### [Task requirements]
Please continue the court opinion on property tax valuation below, starting after its final sentence.

* BEGIN Document section *

As to Petitioners' fourth allegation, both Petitioners' and Respondent's experts agreed that the fair market value of the assets was substantially the same throughout all of the years in question. As stated elsewhere in this opinion, the Referee properly found that the fair market value of the assets was $108,000.00 and it necessarily and logically follows that this would be the correct fair market value on January 1st of each year in question, and that there is sufficient evidence to support such a finding.
Finally, Petitioners complain that even though the taxing authorities' valuations were high, the evidence did not establish that they were grossly excessive. Under Texas law, which governs here, the Trustee had to establish that the assessed valuation of the property was grossly excessive in order to have the valuation set aside. See City of Amarillo v. Eakens, supra, 399 F.2d at p. 544.
In Corrigan Properties, Inc. v. City of West University Place, 430 S.W.2d 917 (Tex.Civ.App. Houston (1st Dist.) 1968, no writ), the Court of Civil Appeals reviewed several cases in which the difference between assessed value and market value caused assessments to be held "grossly excessive" as a matter of law.

* END Document section *
* BEGIN Items *

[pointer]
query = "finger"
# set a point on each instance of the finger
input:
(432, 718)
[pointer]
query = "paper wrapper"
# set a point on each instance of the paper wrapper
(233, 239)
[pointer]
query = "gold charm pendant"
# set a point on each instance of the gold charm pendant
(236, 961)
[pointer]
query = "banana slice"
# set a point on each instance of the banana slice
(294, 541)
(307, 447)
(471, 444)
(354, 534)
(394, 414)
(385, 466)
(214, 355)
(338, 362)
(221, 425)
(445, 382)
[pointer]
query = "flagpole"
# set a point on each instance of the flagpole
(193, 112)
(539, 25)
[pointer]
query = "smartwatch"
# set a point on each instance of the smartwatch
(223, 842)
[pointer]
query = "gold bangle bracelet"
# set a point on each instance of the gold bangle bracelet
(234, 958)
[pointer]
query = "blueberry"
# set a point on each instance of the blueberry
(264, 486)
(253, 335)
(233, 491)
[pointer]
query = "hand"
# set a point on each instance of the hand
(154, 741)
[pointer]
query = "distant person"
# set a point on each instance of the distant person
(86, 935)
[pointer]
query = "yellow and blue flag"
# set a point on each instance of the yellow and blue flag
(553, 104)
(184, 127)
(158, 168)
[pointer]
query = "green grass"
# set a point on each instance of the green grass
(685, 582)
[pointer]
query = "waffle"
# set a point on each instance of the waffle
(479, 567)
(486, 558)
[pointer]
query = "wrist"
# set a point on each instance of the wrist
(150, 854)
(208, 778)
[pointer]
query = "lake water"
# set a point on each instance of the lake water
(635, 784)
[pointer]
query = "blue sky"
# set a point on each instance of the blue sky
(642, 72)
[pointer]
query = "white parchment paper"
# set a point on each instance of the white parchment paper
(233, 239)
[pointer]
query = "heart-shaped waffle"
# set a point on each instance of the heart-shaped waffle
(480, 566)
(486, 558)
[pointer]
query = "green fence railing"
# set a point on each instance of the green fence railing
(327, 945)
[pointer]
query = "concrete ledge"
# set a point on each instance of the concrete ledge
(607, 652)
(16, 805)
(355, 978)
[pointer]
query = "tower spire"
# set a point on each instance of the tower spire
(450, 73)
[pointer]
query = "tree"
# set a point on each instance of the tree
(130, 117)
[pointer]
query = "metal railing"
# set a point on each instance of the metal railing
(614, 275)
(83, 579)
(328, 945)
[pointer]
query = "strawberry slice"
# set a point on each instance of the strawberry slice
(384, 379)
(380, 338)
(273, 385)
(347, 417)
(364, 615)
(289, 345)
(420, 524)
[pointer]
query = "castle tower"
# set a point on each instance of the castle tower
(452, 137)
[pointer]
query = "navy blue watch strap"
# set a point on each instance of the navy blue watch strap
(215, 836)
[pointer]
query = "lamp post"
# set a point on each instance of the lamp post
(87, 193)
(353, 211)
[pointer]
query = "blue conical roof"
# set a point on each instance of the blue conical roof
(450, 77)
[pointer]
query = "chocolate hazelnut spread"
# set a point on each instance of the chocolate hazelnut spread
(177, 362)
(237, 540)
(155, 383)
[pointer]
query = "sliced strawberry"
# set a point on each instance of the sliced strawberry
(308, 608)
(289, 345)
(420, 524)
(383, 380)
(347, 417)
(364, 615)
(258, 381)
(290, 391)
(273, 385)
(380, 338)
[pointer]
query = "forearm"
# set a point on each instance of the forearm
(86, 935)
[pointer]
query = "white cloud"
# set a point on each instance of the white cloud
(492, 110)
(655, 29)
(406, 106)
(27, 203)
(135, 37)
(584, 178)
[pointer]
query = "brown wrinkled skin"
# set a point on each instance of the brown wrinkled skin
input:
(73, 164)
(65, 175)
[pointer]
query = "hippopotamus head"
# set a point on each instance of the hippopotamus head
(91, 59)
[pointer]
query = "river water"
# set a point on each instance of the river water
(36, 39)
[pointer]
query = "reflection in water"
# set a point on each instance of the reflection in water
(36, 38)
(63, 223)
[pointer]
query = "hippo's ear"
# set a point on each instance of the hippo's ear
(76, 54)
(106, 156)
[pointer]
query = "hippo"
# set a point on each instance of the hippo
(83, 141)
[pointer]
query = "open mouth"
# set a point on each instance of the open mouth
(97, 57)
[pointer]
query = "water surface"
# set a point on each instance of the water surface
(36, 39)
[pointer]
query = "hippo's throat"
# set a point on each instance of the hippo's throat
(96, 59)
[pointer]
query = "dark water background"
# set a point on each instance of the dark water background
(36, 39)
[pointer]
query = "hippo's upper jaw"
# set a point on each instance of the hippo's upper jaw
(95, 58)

* END Items *

### [Exercise output]
In one case cited there, City of Sweetwater v. Biard Development Co., 203 S.W. 801 (Tex.Civ.App. El Paso 1918, no writ), the market value was 74.99% of the assessed value, but the El Paso Court held the assessment to be grossly excessive and set it aside. Other cases set aside valuations where the fair market value was 66.4% of the assessed value, see Johnson v. Holland, 17 Tex.Civ. App. 210, 43 S.W. 71 (1897, writ ref'd.), or where it ranged from 65.8% to 69.4% of the assessed value; see Corrigan Properties, supra, 430 S.W.2d at p. 921.
Here the Referee determined that the value of the property was $108,000.00 and the minimum value placed by the taxing authorities was $234,405.00, i. e. the true value was approximately 46% of the value assessed by these taxing units. Under these decisions, clearly these valuations were grossly excessive and the Referee was justified in setting them aside.
Thus having reviewed the record from below and having determined that the Referee's determination of the true market value of the property is in accord with the weight of the evidence, that he had jurisdiction to determine the amount of taxes properly due, and that the assessed valuations were grossly excessive as a matter of law, the Referee's Determination of Taxes Properly Due and Order are affirmed and the Trustee is ordered to pay the taxes due Petitioners based upon the values of the property as found by the Referee and the claims based on the Petitioners' assessed valuations are denied.
This opinion shall constitute the Findings of Fact and Conclusions of Law herein.